** What you are asked to do **
Reproduce verbatim the part of the records below that opens with the line containing "Could you verify whether any fish exists" and closes with the line containing "[9, 4, 215, 309]". Include both of those lines.
## START Provided data
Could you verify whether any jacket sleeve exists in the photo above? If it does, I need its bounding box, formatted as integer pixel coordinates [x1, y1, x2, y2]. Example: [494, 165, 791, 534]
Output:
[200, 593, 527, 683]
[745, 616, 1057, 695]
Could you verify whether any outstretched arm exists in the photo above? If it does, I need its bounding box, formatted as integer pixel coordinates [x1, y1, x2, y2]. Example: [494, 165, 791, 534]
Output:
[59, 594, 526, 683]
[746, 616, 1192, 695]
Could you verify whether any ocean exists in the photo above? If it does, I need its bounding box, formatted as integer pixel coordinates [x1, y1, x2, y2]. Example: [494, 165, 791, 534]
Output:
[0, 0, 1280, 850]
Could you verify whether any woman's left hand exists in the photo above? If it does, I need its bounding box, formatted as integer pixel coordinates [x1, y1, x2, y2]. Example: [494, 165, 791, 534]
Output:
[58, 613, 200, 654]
## END Provided data
## START Provided data
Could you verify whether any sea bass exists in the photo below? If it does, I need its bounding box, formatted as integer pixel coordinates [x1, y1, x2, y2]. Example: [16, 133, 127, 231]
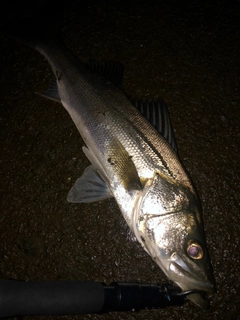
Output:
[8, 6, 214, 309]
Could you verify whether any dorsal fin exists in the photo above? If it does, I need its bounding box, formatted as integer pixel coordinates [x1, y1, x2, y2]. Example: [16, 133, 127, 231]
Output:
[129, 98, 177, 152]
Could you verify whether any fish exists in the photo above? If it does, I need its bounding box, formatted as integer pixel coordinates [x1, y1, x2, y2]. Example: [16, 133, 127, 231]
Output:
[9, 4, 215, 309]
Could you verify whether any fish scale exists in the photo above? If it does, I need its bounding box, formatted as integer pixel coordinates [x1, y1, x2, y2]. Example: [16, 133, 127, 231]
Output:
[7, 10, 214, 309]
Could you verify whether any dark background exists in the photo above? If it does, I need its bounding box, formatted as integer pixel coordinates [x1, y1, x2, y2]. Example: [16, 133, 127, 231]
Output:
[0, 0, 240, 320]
## END Provided data
## START Provided data
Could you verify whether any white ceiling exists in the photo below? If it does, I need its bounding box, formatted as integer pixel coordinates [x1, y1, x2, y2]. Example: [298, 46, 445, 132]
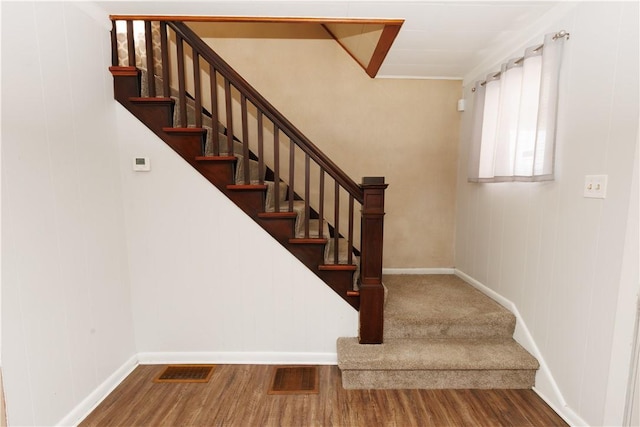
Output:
## END Provided data
** The completed task **
Could you verify whether any fish exists in the photo above? If it does, I need its bounding box, formatted as integer pixel coordinates [x1, y1, x2, y2]. Example: [16, 133, 127, 231]
Output:
[9, 4, 215, 309]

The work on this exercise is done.